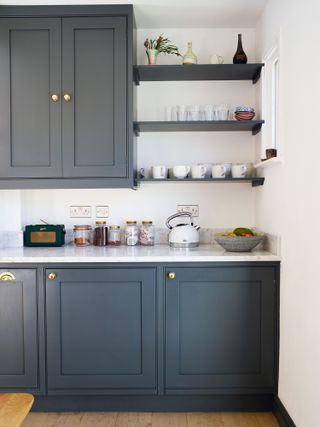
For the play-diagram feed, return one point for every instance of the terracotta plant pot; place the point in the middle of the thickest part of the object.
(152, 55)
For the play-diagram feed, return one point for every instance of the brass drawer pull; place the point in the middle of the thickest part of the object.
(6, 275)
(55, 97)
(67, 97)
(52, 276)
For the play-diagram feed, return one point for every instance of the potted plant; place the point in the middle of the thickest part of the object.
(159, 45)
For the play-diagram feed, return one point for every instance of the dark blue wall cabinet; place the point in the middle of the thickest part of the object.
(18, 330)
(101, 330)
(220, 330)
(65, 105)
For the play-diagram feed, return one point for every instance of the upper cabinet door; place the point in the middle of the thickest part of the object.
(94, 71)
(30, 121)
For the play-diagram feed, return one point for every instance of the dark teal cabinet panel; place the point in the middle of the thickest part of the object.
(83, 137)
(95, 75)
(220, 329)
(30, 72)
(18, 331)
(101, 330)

...

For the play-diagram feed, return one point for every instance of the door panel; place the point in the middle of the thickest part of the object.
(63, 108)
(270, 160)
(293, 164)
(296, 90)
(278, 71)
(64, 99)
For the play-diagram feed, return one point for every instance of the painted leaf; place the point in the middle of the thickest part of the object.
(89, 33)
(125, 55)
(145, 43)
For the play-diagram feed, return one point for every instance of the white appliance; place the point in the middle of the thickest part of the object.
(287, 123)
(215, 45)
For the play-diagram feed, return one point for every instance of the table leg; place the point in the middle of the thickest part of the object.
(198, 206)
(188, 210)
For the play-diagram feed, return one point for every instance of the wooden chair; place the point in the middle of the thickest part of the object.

Directions: Rescale the part that opens with the line containing "of the white" and closes with the line containing "of the wooden" (both ends included): repeat every line in it, requests too, and multiply each point coordinate by 1.2, rounding to whole numbers with halves going up.

Worked solution:
For the play-diagram feed, return one point for every instance of the white appliance; place the point in the middle of the thickest part of the object.
(344, 148)
(258, 54)
For the play-diagram feed, return one point for every instance of the table leg; place the point in the middle of the thickest part of the object.
(238, 247)
(226, 252)
For the play-diagram feed, return one point for every instance of the wooden chair; place the point in the middle of the thickest part of the object.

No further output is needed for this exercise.